*Try it*: In the answer, every entry must appear exactly as given.

Collected data:
● ● ● ● ● ● ●

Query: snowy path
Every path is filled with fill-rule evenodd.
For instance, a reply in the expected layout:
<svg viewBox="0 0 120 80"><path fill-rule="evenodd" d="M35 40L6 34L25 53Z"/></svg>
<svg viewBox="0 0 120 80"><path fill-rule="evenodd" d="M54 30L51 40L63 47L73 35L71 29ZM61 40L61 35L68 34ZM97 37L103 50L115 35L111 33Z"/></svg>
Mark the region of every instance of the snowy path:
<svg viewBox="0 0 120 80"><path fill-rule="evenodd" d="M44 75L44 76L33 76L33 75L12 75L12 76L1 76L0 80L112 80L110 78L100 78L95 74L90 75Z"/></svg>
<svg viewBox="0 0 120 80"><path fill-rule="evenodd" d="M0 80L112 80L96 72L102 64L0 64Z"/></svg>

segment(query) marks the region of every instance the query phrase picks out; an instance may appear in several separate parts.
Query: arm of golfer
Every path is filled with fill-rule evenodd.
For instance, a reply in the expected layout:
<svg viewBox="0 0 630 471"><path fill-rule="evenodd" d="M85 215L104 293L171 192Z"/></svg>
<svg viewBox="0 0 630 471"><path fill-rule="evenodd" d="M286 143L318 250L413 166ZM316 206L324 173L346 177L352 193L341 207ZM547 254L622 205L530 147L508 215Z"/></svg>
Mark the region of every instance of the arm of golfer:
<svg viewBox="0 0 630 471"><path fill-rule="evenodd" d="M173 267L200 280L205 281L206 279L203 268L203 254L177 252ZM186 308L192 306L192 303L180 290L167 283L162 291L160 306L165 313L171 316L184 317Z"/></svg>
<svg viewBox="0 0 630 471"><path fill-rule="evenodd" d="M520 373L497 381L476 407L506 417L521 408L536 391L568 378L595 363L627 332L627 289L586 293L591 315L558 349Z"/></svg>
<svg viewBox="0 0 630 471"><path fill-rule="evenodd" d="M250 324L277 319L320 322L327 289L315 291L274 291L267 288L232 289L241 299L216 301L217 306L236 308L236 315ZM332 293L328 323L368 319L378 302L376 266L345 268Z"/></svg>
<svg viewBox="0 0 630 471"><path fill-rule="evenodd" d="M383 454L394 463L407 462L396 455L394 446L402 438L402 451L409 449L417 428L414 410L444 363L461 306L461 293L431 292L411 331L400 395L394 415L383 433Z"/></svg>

● ● ● ● ● ● ●

*Task result*:
Query: snowy path
Every path is filled with fill-rule evenodd.
For instance, a reply in the expected layout:
<svg viewBox="0 0 120 80"><path fill-rule="evenodd" d="M35 40L6 34L25 53Z"/></svg>
<svg viewBox="0 0 120 80"><path fill-rule="evenodd" d="M54 30L51 40L63 47L73 35L71 29ZM61 40L61 35L68 34ZM97 37L103 50L115 35L111 33Z"/></svg>
Mark the region of every instance of the snowy path:
<svg viewBox="0 0 120 80"><path fill-rule="evenodd" d="M44 75L44 76L33 76L33 75L12 75L12 76L1 76L0 80L112 80L110 78L100 78L95 74L90 75Z"/></svg>
<svg viewBox="0 0 120 80"><path fill-rule="evenodd" d="M0 80L112 80L96 72L102 64L0 64Z"/></svg>

segment(query) marks the region of every instance the query phrase picks out; an instance may appear in several separate parts.
Query: arm of golfer
Every path is filled with fill-rule evenodd.
For instance, a reply in the expected layout:
<svg viewBox="0 0 630 471"><path fill-rule="evenodd" d="M85 215L104 293L171 192Z"/></svg>
<svg viewBox="0 0 630 471"><path fill-rule="evenodd" d="M286 143L318 250L413 166ZM316 206L324 173L346 177L352 193L341 207ZM547 254L622 205L530 147L508 215Z"/></svg>
Mark the region of every instance of the arm of golfer:
<svg viewBox="0 0 630 471"><path fill-rule="evenodd" d="M173 267L200 280L205 281L206 279L203 268L203 254L177 252ZM186 308L192 306L192 303L180 290L167 283L162 291L160 306L165 313L171 316L184 317Z"/></svg>
<svg viewBox="0 0 630 471"><path fill-rule="evenodd" d="M520 373L497 381L476 407L506 417L521 408L536 391L568 378L595 363L627 332L627 289L586 293L591 315L558 349Z"/></svg>
<svg viewBox="0 0 630 471"><path fill-rule="evenodd" d="M250 324L277 319L320 322L327 289L315 291L274 291L267 288L232 289L241 299L216 301L217 306L236 308L236 315ZM332 293L328 323L368 319L378 302L376 266L345 268Z"/></svg>
<svg viewBox="0 0 630 471"><path fill-rule="evenodd" d="M383 454L394 463L407 462L396 455L394 446L402 438L402 451L409 449L417 428L414 410L444 363L461 306L461 293L431 292L411 331L400 395L394 415L383 433Z"/></svg>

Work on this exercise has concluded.